YOUR GOAL –
Transcribe the data verbatim and drop its images.

GIVEN DATA –
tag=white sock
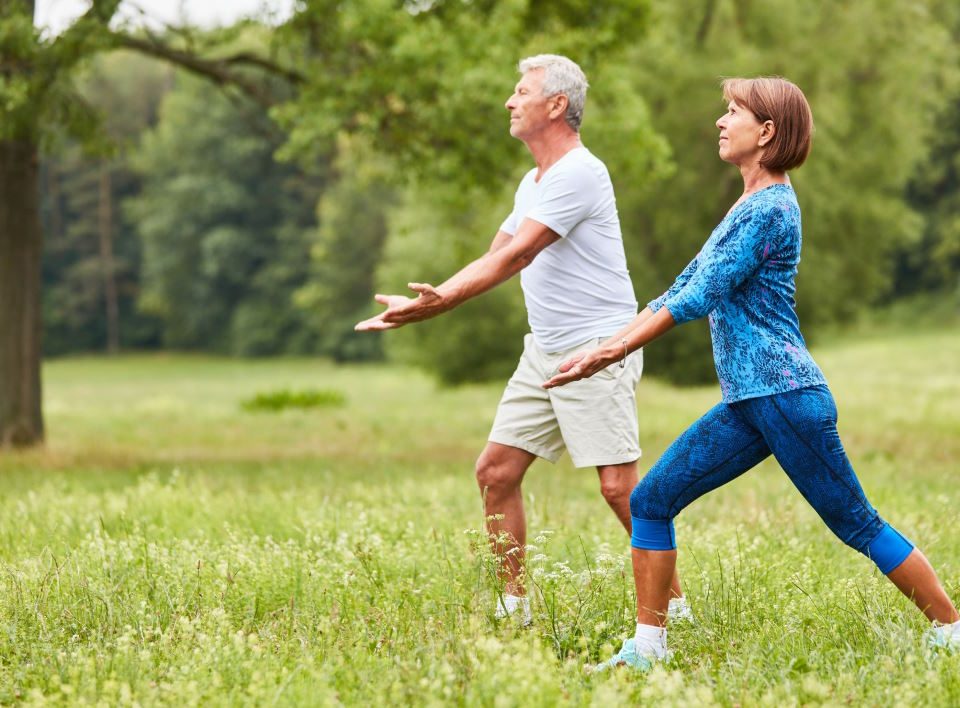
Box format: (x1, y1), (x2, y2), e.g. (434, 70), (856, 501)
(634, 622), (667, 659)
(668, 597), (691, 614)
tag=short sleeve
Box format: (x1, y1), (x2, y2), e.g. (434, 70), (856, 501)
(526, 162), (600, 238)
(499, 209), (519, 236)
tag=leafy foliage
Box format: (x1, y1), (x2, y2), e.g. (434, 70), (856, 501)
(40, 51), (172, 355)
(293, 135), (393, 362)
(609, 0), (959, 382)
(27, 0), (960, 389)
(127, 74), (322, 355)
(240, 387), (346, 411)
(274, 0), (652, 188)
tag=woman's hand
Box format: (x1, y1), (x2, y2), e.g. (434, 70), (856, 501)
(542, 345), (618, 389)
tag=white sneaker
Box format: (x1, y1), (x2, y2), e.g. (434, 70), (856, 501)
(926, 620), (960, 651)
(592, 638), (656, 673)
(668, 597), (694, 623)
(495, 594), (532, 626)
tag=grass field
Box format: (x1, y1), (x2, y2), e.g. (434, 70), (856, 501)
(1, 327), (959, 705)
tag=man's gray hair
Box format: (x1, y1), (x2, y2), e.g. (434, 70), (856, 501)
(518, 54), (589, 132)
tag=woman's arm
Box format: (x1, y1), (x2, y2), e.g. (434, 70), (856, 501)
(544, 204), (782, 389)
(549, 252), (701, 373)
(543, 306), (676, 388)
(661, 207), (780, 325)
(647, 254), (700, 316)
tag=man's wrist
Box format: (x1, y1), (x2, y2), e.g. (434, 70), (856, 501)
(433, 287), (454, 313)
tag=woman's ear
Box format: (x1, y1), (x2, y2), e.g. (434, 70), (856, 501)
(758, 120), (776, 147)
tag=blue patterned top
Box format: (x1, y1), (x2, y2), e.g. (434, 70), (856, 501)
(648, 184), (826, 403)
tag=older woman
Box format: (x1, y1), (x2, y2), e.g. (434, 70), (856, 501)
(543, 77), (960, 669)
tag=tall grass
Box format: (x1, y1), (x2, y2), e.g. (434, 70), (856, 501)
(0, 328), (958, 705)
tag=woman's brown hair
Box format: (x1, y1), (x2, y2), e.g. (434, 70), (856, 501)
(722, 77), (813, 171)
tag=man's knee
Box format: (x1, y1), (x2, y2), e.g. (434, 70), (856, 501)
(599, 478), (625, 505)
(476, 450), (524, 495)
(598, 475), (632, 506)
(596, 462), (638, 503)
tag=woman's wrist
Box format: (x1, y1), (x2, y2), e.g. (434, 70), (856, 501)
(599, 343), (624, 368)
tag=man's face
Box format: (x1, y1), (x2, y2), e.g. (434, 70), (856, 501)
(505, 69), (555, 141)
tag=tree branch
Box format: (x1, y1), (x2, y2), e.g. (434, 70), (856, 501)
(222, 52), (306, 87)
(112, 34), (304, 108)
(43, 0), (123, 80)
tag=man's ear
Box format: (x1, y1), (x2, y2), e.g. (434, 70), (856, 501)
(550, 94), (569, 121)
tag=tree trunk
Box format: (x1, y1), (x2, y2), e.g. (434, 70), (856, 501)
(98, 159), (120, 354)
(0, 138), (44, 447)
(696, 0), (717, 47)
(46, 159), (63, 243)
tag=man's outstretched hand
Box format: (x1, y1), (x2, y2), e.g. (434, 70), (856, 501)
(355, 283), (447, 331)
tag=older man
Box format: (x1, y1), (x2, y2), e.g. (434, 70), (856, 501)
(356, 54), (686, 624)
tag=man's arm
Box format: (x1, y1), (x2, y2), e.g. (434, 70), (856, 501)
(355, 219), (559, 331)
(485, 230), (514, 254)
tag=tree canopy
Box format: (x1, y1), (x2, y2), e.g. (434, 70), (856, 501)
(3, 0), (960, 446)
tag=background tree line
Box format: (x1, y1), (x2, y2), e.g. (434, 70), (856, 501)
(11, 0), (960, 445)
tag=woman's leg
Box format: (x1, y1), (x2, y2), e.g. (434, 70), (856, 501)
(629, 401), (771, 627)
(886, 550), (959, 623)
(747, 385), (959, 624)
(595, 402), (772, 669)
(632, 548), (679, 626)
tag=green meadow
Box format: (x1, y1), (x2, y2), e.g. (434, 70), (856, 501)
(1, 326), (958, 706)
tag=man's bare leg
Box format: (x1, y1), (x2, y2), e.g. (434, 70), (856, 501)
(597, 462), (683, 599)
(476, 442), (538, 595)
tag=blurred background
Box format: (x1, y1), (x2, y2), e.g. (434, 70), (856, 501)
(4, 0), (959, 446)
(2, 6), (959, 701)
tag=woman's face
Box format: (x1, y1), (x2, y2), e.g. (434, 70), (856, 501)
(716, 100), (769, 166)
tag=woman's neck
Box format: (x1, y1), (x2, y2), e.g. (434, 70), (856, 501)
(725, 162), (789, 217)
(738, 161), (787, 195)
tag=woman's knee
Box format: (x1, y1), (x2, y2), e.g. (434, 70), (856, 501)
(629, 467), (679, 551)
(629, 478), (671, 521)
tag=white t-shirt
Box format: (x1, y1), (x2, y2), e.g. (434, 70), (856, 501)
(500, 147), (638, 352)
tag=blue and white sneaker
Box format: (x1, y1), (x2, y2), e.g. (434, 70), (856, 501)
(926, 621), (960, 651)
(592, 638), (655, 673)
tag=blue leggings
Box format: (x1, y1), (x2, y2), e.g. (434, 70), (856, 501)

TASK ANSWER –
tag=white sock
Box format: (x1, y1), (x2, y2), e.g. (434, 70), (856, 501)
(634, 622), (667, 659)
(668, 597), (691, 614)
tag=short sleeve
Box format: (x1, y1), (x2, y2), e.g. (434, 70), (856, 501)
(526, 162), (600, 238)
(499, 209), (519, 236)
tag=leafy foliage
Box format: (x1, y1), (x2, y2), e.g. (434, 70), (856, 501)
(40, 51), (172, 355)
(293, 135), (393, 362)
(609, 0), (959, 382)
(27, 0), (960, 389)
(127, 74), (322, 355)
(240, 387), (346, 411)
(274, 0), (652, 188)
tag=woman's hand
Box format: (x1, y1), (x2, y2), e.g. (434, 70), (856, 501)
(542, 345), (618, 389)
tag=white sneaker
Box format: (x1, y1), (x2, y2), e.g. (434, 70), (856, 501)
(926, 620), (960, 651)
(592, 638), (656, 673)
(668, 597), (694, 623)
(495, 594), (532, 626)
tag=grass field
Box format: (x1, y1), (x2, y2), e.g. (434, 70), (856, 501)
(1, 327), (959, 705)
tag=man's gray hair
Box format: (x1, y1), (x2, y2), e.g. (434, 70), (856, 501)
(518, 54), (589, 132)
tag=woman's arm
Box format: (x1, y1), (x2, y2), e.g. (434, 70), (856, 501)
(544, 204), (782, 389)
(549, 252), (701, 373)
(543, 306), (676, 388)
(661, 207), (780, 325)
(647, 254), (700, 316)
tag=man's wrist
Box format: (x1, y1), (x2, y2), e.g. (434, 70), (856, 501)
(433, 287), (454, 313)
tag=woman's ear
Box format: (x1, y1), (x2, y2), e.g. (434, 70), (856, 501)
(758, 120), (776, 147)
tag=blue patterned top
Box format: (x1, y1), (x2, y2), e.g. (434, 70), (856, 501)
(648, 184), (826, 403)
tag=older woman
Box format: (x1, y1), (x2, y2), e.g. (434, 70), (856, 501)
(543, 77), (960, 669)
tag=tall grass
Box format: (x1, y1), (x2, y2), e.g. (434, 70), (856, 501)
(0, 328), (958, 705)
tag=woman's brown hair
Box format: (x1, y1), (x2, y2), e.g. (434, 70), (856, 501)
(722, 77), (813, 171)
tag=man's knee
Box format: (x1, y1), (x2, y2), e.g. (434, 70), (856, 501)
(599, 478), (625, 505)
(476, 450), (524, 495)
(598, 475), (632, 506)
(596, 462), (638, 503)
tag=woman's wrist
Box format: (x1, y1), (x2, y2), e.g. (434, 70), (856, 501)
(599, 343), (624, 368)
tag=man's face
Box format: (x1, y1), (x2, y2), e.g. (434, 70), (856, 501)
(505, 69), (555, 141)
tag=tree branch
Box format: (x1, y1), (x2, y2), e.g. (434, 70), (856, 501)
(222, 52), (306, 87)
(112, 34), (304, 108)
(43, 0), (123, 80)
tag=man's ear
Box format: (x1, y1), (x2, y2), e.g. (434, 70), (856, 501)
(550, 94), (569, 121)
tag=tree trunk
Box format: (x1, y1), (x2, y2), e.g. (434, 70), (856, 501)
(98, 159), (120, 354)
(0, 138), (44, 447)
(696, 0), (717, 47)
(46, 159), (63, 243)
tag=man's outstretched hand
Box format: (x1, y1), (x2, y2), e.g. (434, 70), (856, 501)
(355, 283), (447, 331)
tag=older man
Box format: (x1, y1), (x2, y2), e.g. (434, 70), (856, 501)
(356, 54), (686, 624)
tag=man's arm
Box format: (x1, y1), (x2, y2), e.g. (434, 70), (856, 501)
(355, 219), (559, 331)
(485, 230), (514, 254)
tag=tree canopy
Box format: (x1, y1), (x2, y2), e.g. (434, 70), (856, 501)
(3, 0), (960, 446)
tag=background tree line
Box format: (x1, y1), (x2, y2), e.g. (434, 70), (856, 501)
(11, 0), (960, 445)
tag=woman's leg
Box format: (x1, y1), (x2, y2), e.g. (434, 70), (856, 501)
(629, 401), (771, 627)
(886, 550), (959, 623)
(747, 385), (959, 624)
(595, 402), (772, 669)
(632, 548), (679, 626)
tag=green meadow
Box format: (x1, y1), (x2, y2), e.g. (434, 70), (856, 501)
(1, 326), (958, 706)
tag=man's bare leg
Box format: (x1, y1), (x2, y2), e.g. (434, 70), (856, 501)
(597, 462), (683, 599)
(476, 442), (538, 595)
tag=blurred background
Box format: (x1, y1), (x2, y2), e.g. (434, 70), (856, 501)
(4, 0), (959, 446)
(2, 6), (959, 701)
tag=woman's face
Box format: (x1, y1), (x2, y2), e.g. (434, 70), (856, 501)
(716, 100), (769, 166)
tag=woman's neck
Box format: (x1, y1), (x2, y2), e.g. (434, 70), (856, 501)
(725, 162), (789, 217)
(738, 161), (787, 195)
tag=woman's knee
Box format: (x1, y1), (x2, y2), e.g. (434, 70), (856, 501)
(629, 467), (679, 551)
(629, 478), (671, 521)
tag=white t-shirt
Box format: (x1, y1), (x2, y2), e.g. (434, 70), (856, 501)
(500, 147), (638, 352)
tag=blue and white sneaker
Box format: (x1, y1), (x2, y2), e.g. (434, 70), (856, 501)
(926, 621), (960, 651)
(592, 638), (655, 673)
tag=blue leggings
Box format: (x1, y1), (x2, y2), e.g. (434, 70), (856, 501)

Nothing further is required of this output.